Extract provided START
Earlier this week, the CIPD launched its #FlexFrom1st campaign calling for requesting flexible working to become a day-one right. Its own research revealed that almost half (46 per cent) of employees say they do not have access to flexible working arrangements.

Experts are calling for employers to continue flexible working beyond the pandemic, but to also be aware of the differences of flexible and remote working. 

Mandy Garner, managing editor of WM People, agrees that flexibility has been “crucial” throughout the pandemic.

“Flexible working has, for many years, been the number-one demand of working parents, and many women have left their jobs or found it difficult to get back into the workforce because of the lack of it,” she says. 

“It’s clear, however, that the demand for flexible working from parents – and many others – is there. It would be a pity if we emerged from Covid and returned to pre-lockdown ways of working, when they clearly don't work for a great many people."
Extract provided END
Record set START
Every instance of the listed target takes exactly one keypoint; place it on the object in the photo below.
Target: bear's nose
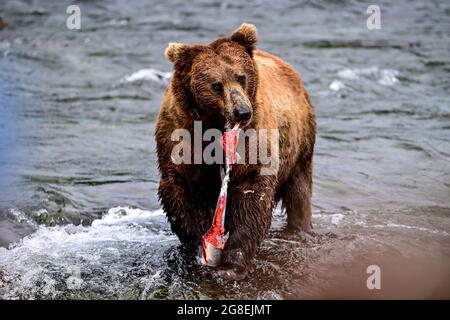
(242, 114)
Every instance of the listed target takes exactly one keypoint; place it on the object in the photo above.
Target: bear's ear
(175, 51)
(246, 36)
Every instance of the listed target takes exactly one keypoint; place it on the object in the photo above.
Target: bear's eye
(217, 87)
(241, 80)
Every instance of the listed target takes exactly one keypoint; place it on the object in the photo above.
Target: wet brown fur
(188, 192)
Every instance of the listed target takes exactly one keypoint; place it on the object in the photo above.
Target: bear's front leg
(249, 214)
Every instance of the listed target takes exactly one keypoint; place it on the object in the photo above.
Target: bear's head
(217, 82)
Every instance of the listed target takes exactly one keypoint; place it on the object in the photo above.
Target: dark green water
(77, 151)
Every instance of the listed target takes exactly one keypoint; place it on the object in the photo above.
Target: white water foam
(44, 261)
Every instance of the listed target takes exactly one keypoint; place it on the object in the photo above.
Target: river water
(79, 215)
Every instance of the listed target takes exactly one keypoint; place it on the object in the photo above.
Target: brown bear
(220, 84)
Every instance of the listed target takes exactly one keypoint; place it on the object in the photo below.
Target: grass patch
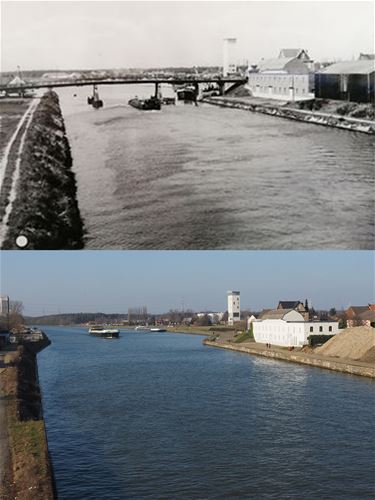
(243, 337)
(28, 438)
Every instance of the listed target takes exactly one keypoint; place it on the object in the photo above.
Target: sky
(112, 281)
(120, 34)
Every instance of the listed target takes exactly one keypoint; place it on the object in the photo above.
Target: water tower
(229, 46)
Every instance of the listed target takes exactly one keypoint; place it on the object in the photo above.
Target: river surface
(204, 177)
(160, 416)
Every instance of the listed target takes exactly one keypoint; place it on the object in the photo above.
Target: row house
(288, 77)
(288, 328)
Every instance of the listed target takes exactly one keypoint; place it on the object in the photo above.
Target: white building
(229, 46)
(4, 305)
(233, 307)
(288, 77)
(288, 328)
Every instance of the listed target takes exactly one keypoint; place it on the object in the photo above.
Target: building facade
(233, 307)
(229, 66)
(289, 329)
(288, 77)
(4, 305)
(348, 81)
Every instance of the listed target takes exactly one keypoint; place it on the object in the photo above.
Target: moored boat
(100, 331)
(186, 93)
(146, 104)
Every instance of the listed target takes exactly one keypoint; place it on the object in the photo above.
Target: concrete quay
(25, 467)
(279, 109)
(329, 363)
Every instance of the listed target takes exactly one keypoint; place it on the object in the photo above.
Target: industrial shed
(349, 81)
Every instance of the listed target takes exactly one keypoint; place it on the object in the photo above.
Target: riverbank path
(26, 119)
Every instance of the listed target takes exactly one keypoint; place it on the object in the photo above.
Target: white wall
(288, 333)
(233, 308)
(279, 86)
(229, 66)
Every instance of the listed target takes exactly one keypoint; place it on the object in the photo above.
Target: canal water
(161, 416)
(204, 177)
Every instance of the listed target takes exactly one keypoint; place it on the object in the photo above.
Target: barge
(153, 103)
(101, 331)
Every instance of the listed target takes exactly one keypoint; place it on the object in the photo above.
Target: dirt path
(4, 444)
(27, 117)
(295, 356)
(4, 160)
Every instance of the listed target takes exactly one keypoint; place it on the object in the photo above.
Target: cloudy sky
(110, 281)
(118, 34)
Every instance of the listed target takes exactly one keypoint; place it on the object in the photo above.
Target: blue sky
(103, 34)
(112, 281)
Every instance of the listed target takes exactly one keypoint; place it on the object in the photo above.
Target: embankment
(28, 472)
(45, 208)
(282, 111)
(340, 365)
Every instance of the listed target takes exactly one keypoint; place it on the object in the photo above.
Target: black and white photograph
(187, 125)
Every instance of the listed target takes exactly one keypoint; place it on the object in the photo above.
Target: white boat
(100, 331)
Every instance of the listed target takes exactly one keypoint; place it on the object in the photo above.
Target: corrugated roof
(361, 67)
(289, 304)
(359, 309)
(276, 64)
(290, 52)
(16, 82)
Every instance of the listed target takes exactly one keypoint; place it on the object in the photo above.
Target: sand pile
(357, 343)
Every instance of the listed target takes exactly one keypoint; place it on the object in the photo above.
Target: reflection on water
(161, 416)
(206, 177)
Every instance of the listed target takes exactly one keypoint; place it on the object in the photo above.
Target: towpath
(25, 120)
(4, 446)
(295, 356)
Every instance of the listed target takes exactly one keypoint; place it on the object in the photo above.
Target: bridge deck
(126, 81)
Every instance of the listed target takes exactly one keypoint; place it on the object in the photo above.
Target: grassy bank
(45, 209)
(30, 472)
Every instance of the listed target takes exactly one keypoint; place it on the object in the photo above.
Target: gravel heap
(357, 343)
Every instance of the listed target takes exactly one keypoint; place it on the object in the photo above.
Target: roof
(289, 304)
(276, 64)
(368, 315)
(16, 82)
(366, 56)
(359, 309)
(276, 313)
(292, 52)
(360, 67)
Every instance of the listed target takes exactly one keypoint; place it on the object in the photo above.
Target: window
(344, 83)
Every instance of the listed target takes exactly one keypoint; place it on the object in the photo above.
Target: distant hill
(74, 318)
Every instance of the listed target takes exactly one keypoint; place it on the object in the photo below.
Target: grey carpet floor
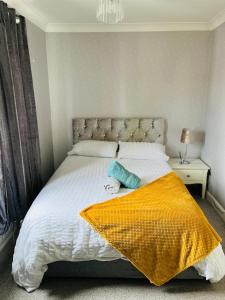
(122, 289)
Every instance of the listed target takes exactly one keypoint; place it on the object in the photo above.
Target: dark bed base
(107, 269)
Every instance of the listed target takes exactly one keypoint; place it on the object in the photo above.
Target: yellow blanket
(159, 228)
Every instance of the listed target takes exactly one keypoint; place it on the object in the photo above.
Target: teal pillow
(128, 179)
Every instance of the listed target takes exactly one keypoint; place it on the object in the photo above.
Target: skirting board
(216, 205)
(6, 248)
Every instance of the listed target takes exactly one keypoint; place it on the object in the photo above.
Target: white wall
(156, 74)
(38, 56)
(214, 148)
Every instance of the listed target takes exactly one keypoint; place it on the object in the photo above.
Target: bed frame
(111, 129)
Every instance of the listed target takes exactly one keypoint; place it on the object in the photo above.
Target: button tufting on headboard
(110, 129)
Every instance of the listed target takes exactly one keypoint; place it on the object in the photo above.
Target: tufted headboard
(110, 129)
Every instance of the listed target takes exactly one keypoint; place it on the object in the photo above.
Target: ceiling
(140, 15)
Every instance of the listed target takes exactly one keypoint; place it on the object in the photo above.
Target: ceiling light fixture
(110, 11)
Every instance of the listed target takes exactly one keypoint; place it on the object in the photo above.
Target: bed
(55, 240)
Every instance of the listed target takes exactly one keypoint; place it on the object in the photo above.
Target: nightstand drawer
(190, 175)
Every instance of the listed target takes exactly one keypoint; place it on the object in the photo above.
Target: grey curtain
(20, 179)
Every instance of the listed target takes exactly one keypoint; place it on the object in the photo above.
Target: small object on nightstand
(185, 139)
(194, 173)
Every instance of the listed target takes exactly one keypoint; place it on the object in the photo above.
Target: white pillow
(141, 150)
(95, 148)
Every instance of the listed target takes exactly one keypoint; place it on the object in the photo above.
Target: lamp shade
(185, 136)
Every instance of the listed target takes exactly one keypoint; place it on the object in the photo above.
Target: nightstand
(195, 172)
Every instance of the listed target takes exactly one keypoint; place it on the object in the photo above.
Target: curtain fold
(20, 178)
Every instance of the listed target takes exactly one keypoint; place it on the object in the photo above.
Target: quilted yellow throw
(159, 228)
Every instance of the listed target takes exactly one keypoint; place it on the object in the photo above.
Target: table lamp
(185, 139)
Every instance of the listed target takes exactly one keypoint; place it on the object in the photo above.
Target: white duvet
(54, 231)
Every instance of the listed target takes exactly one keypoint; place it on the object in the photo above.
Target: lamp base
(184, 162)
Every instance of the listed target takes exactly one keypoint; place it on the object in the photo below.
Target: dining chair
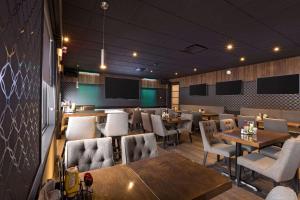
(213, 145)
(243, 118)
(81, 128)
(226, 116)
(276, 125)
(147, 125)
(160, 129)
(282, 193)
(285, 168)
(186, 127)
(135, 119)
(138, 147)
(89, 154)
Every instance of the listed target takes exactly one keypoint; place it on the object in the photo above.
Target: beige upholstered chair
(186, 127)
(135, 119)
(89, 154)
(147, 125)
(282, 193)
(242, 119)
(138, 147)
(277, 125)
(226, 116)
(160, 129)
(81, 128)
(280, 170)
(212, 145)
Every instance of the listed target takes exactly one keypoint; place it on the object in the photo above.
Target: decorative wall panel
(20, 78)
(249, 98)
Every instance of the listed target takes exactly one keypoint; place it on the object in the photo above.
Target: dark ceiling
(160, 30)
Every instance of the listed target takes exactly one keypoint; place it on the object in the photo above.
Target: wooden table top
(172, 176)
(262, 138)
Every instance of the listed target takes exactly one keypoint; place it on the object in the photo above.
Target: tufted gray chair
(213, 145)
(80, 128)
(147, 125)
(89, 154)
(186, 127)
(226, 116)
(160, 129)
(277, 125)
(138, 147)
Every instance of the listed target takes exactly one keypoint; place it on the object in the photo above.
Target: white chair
(213, 145)
(186, 127)
(160, 130)
(89, 154)
(277, 125)
(138, 147)
(81, 128)
(282, 193)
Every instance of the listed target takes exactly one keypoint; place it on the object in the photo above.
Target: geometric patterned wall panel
(249, 98)
(20, 78)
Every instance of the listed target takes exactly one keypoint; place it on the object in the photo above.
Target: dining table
(168, 176)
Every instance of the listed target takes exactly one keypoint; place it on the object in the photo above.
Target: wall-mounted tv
(117, 88)
(288, 84)
(200, 89)
(229, 87)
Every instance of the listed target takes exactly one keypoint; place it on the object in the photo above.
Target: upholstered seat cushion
(89, 154)
(256, 162)
(272, 151)
(137, 147)
(223, 149)
(282, 193)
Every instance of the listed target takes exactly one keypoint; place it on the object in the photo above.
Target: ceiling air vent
(194, 49)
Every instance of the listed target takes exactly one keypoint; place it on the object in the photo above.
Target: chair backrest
(147, 125)
(279, 125)
(187, 125)
(282, 193)
(227, 124)
(287, 164)
(81, 128)
(138, 147)
(89, 154)
(207, 129)
(116, 124)
(242, 119)
(158, 125)
(226, 116)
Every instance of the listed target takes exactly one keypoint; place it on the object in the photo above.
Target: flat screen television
(117, 88)
(200, 89)
(229, 87)
(288, 84)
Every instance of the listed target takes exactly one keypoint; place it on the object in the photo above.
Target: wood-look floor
(194, 152)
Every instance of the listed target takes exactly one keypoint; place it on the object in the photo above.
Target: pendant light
(104, 7)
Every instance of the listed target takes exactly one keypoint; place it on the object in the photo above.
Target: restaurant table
(263, 138)
(168, 176)
(66, 115)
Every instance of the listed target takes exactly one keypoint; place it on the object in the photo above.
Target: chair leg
(205, 158)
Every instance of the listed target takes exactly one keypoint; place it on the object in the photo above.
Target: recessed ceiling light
(134, 54)
(276, 49)
(66, 39)
(229, 46)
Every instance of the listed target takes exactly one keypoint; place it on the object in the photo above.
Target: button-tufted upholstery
(80, 128)
(89, 154)
(137, 147)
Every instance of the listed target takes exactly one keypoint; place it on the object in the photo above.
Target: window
(175, 96)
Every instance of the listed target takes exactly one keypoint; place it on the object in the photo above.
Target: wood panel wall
(91, 78)
(246, 73)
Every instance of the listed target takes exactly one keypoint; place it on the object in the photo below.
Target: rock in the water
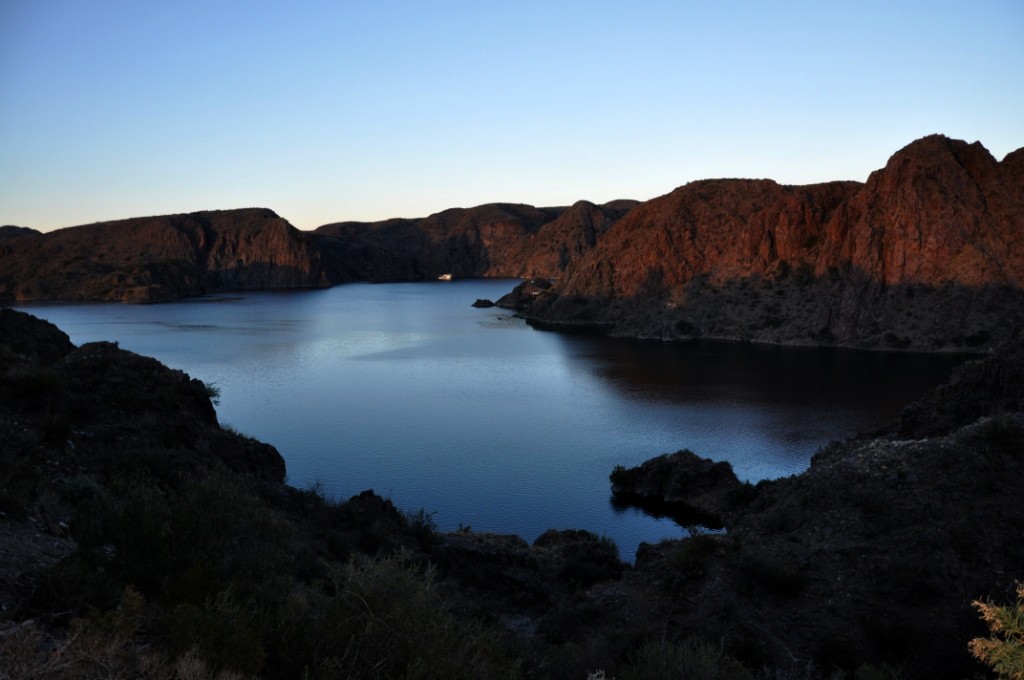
(680, 478)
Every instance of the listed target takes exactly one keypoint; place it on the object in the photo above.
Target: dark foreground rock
(122, 495)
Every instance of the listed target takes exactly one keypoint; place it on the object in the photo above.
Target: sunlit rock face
(928, 254)
(493, 240)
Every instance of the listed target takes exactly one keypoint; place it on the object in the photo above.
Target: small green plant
(1004, 649)
(690, 659)
(422, 525)
(213, 392)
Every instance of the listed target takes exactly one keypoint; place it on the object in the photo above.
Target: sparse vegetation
(1004, 649)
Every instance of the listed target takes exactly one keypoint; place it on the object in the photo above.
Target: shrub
(690, 659)
(1004, 649)
(383, 618)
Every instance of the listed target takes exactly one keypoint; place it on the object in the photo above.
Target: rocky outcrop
(486, 241)
(93, 400)
(152, 259)
(841, 263)
(493, 240)
(841, 564)
(987, 387)
(563, 241)
(10, 231)
(683, 479)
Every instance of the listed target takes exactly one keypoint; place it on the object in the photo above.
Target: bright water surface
(407, 389)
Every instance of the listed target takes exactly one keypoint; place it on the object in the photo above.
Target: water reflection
(408, 389)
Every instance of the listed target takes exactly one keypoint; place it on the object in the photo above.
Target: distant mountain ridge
(152, 259)
(928, 254)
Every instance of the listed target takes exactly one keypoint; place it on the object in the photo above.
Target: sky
(334, 111)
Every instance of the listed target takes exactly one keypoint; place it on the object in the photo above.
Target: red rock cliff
(928, 254)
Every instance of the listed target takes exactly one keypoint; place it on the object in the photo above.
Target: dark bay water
(472, 415)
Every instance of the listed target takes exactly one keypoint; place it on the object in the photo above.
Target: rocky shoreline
(870, 557)
(924, 256)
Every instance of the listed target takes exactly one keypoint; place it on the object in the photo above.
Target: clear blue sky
(331, 111)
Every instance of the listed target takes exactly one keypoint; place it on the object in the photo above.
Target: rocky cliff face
(868, 265)
(160, 258)
(494, 240)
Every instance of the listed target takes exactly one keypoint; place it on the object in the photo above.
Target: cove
(470, 414)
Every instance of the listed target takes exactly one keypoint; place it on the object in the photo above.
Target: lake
(470, 414)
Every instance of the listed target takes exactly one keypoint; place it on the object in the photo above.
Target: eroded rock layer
(928, 254)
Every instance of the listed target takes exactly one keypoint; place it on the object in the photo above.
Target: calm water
(407, 389)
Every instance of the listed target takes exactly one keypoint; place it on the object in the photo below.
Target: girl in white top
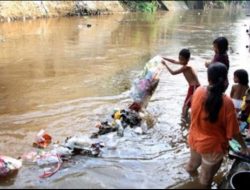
(238, 90)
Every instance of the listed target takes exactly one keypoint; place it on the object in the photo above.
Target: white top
(237, 103)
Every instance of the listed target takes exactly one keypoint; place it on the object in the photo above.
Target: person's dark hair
(242, 75)
(185, 53)
(222, 44)
(217, 76)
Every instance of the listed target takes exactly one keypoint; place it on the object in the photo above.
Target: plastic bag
(8, 165)
(148, 81)
(42, 139)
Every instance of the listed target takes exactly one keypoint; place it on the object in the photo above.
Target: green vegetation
(143, 6)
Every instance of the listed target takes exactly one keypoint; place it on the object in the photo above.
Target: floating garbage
(42, 139)
(9, 165)
(83, 146)
(120, 120)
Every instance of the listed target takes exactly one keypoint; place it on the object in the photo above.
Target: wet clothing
(237, 103)
(209, 163)
(222, 58)
(189, 96)
(206, 137)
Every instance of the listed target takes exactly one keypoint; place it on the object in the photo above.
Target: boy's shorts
(189, 96)
(210, 164)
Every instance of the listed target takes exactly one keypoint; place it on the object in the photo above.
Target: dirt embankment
(22, 10)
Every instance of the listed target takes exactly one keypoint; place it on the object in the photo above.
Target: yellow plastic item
(117, 115)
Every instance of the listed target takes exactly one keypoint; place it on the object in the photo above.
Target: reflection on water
(59, 75)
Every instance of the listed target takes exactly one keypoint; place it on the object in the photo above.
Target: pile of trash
(9, 165)
(141, 91)
(52, 160)
(135, 116)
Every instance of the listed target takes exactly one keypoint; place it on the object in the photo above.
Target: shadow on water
(58, 75)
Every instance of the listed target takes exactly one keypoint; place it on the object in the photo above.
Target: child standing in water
(238, 90)
(213, 124)
(220, 46)
(190, 76)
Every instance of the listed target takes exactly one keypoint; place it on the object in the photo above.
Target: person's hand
(206, 64)
(245, 151)
(163, 62)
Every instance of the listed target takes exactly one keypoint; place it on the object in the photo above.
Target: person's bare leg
(208, 171)
(194, 163)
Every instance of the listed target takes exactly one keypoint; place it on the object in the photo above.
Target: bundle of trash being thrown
(9, 165)
(135, 116)
(141, 91)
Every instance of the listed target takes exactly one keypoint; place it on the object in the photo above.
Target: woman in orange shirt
(213, 124)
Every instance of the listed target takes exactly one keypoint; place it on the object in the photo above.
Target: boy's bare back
(190, 75)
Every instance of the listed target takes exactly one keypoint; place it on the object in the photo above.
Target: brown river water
(59, 75)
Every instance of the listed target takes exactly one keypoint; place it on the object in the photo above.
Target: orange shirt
(206, 137)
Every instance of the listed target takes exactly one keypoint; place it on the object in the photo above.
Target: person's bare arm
(207, 63)
(232, 91)
(171, 60)
(178, 71)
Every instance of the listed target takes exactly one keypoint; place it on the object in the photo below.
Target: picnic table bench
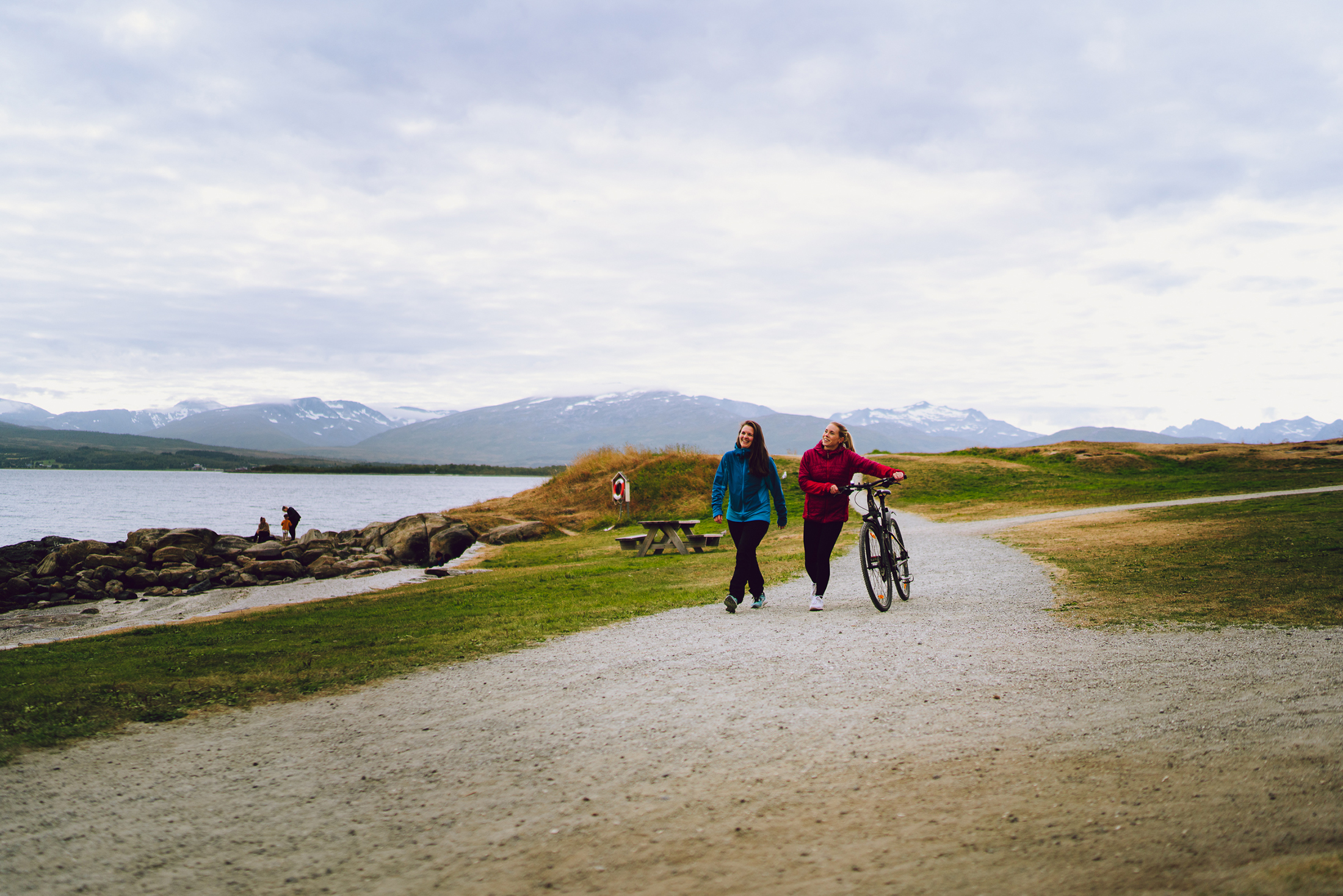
(676, 533)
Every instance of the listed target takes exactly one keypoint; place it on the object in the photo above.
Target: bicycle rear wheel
(900, 560)
(875, 557)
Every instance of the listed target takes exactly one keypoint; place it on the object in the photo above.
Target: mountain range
(276, 426)
(545, 430)
(1301, 430)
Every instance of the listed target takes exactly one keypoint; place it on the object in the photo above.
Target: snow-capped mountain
(968, 426)
(109, 421)
(283, 426)
(22, 413)
(555, 429)
(1300, 430)
(406, 414)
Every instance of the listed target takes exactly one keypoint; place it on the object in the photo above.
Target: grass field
(1268, 562)
(982, 484)
(535, 591)
(1261, 562)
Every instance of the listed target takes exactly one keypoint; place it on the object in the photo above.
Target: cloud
(1115, 206)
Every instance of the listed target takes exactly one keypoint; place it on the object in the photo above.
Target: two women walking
(748, 476)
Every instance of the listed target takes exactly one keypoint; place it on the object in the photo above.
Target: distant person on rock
(748, 477)
(824, 469)
(292, 515)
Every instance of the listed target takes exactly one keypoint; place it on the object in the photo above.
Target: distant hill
Record set END
(Directions):
- A) Copy the part of the extract on flexible working between "Experts are calling" and "throughout the pandemic.", inclusive.
- B) According to the extract on flexible working, why would Mandy Garner regard a return to pre-lockdown ways of working as a pity? Answer in one to three sentences.
The entries were taken from a separate source, unrelated to the extract.

(Results for each task):
- A)
Experts are calling for employers to continue flexible working beyond the pandemic, but to also be aware of the differences of flexible and remote working. 

Mandy Garner, managing editor of WM People, agrees that flexibility has been “crucial” throughout the pandemic.

- B) Garner says those ways of working clearly do not work for a great many people. She also notes that parents and many others clearly want flexible working.